Selected text:

****************

From what I’ve heard, Apple credits their innovation (beginning with the iMac) to ditching the focus groups alltogether and concentrating on individual use and market differentiation: Leading, not following.

Ultimately, the 360’s apparent following vs. leading is what I think is really bugging the designers here, who see so much wasted opportunity.

Ultimately, the 360’s apparent following vs. leading is what I think is really bugging the designers here, who see so much wasted opportunity.

After re-reading all of these threads, I am still left wondering exactly what this “wasted opportunity” might be.

Since the initial, predictable potshots were taken about the XBOX 360’s aesthetics in another forum, we then got the counter-assertion that hardware aesthetics were likely not the driving factor in the target audiences’ purchase decisions.


Then we got the assertion that focus groups, groupthink and corporate timidity were to blame for its lousy aesthetics - or was it perhaps for its relative lack of (again, hardware) differentiation vis-a-vis its competitors? And yet, we have now heard from someone who worked on the project who asserts that focus groups were not used by the design team to “design the product.” (Having worked with this person myself, and knowing that he is one of the finest in the field at what he does, I for one, believe him.)

But what ARE the “missed opportunities” arising from the particular design of the hardware?

  1. Has the intended audience been alienated or under-served? No one knows yet.
  2. Is the actual gaming experience sucky - or mediocre? Owners of the new XBOX have yet to weigh in. All of the negative criticism here has been in response to IMAGERY OF HARDWARE. What happened to “design is about the whole experience?” Is this now just rhetoric?
  3. Has Microsoft’s desired financial and marketshare growth taken place or not? We won’t likely know until the end of the year.
  4. Has the Microsoft brand suffered or been enhanced?
    And even if it has, how could anyone -Interbrand notwithstanding - prove it anyway?
  5. And again, is the actual design of the hardware mission-critical to any of these?

We also heard from someone (who did not have the courage to sign-in) accuse this thread of being full of hot-air. Maybe s/he was partially right.

There is too much here that sounds too much like people in a badly moderated focus group, reacting to a sketch of something they haven’t seen before. Isn’t this just a little bit ironic? And finally it is indeed admirable to try to create alternative XBOX designs, as has been happpening elsewhere on these boards, but I can’t help but think all of this needless huffiness is about something else. Perhaps something more base. Like that others got to work on this juicy project, while the rest of us did not.

Someone please disprove this last bit…please.

It’s a box…who cares


You make some great points. As you said (in point 5) the aesthetic design is not critical to the sale (other than it maintain a tight footpint for the Japanese market). IMO that is where the missed opportunity might lie. This was a chance to create an iconic piece that enhanced the overal experience by creating something that had an intrinsic value to it. Something that made the user proud to display it if they chose to vs tuck it in a cabinet. The designers could go out on a limb, because as you stated, the visual would not affect sales (though this could be argued)

Of course to play devil’s advocate to my own point, perhaps the iconic design is in the understadedness of the product. It would have been easy I supose to make something flashy. Instead the designers kept it minimal and functional letting the software and capabilities be the star. I admire that thinking if that was what was in place.

****************

Data section:
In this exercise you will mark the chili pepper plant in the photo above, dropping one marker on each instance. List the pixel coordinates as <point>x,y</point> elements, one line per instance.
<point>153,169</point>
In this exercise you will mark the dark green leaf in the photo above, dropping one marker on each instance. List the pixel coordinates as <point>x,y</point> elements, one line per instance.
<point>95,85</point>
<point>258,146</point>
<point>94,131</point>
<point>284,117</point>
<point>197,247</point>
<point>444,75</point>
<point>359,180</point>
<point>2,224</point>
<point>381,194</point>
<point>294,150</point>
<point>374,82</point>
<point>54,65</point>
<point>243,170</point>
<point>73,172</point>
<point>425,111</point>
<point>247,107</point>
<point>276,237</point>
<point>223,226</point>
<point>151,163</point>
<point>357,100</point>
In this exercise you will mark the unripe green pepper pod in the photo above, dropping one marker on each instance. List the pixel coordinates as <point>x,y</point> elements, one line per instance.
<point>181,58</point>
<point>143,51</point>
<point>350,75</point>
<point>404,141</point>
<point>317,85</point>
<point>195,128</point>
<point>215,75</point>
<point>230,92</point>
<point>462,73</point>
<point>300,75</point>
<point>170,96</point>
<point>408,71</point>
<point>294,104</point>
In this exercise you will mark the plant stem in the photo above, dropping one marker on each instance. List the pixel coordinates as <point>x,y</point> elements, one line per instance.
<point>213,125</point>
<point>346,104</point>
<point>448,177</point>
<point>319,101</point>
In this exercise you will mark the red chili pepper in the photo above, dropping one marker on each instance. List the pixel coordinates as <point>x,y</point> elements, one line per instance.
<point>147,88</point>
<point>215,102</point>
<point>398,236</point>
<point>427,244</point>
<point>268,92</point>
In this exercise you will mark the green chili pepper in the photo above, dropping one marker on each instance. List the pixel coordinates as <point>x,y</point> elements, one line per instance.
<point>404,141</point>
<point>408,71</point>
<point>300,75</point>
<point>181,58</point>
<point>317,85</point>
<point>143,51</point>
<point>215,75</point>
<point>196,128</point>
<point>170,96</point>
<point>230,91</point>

****************

Prompt A:
In the Xbox 360 discussion, take the stretch that opens with the words containing "You make some" and closes with "could be argued)", and write it out again with "cabinet" swapped for "closet".
Prompt B:
Count the lines of the rows that contain the string "mark" and reply with the number only.
The Xbox 360 discussion and the rows come from unrelated sources.

Worked answer A:
You make some great points. As you said (in point 5) the aesthetic design is not critical to the sale (other than it maintain a tight footpint for the Japanese market). IMO that is where the missed opportunity might lie. This was a chance to create an iconic piece that enhanced the overal experience by creating something that had an intrinsic value to it. Something that made the user proud to display it if they chose to vs tuck it in a closet. The designers could go out on a limb, because as you stated, the visual would not affect sales (though this could be argued)

Worked answer B:
6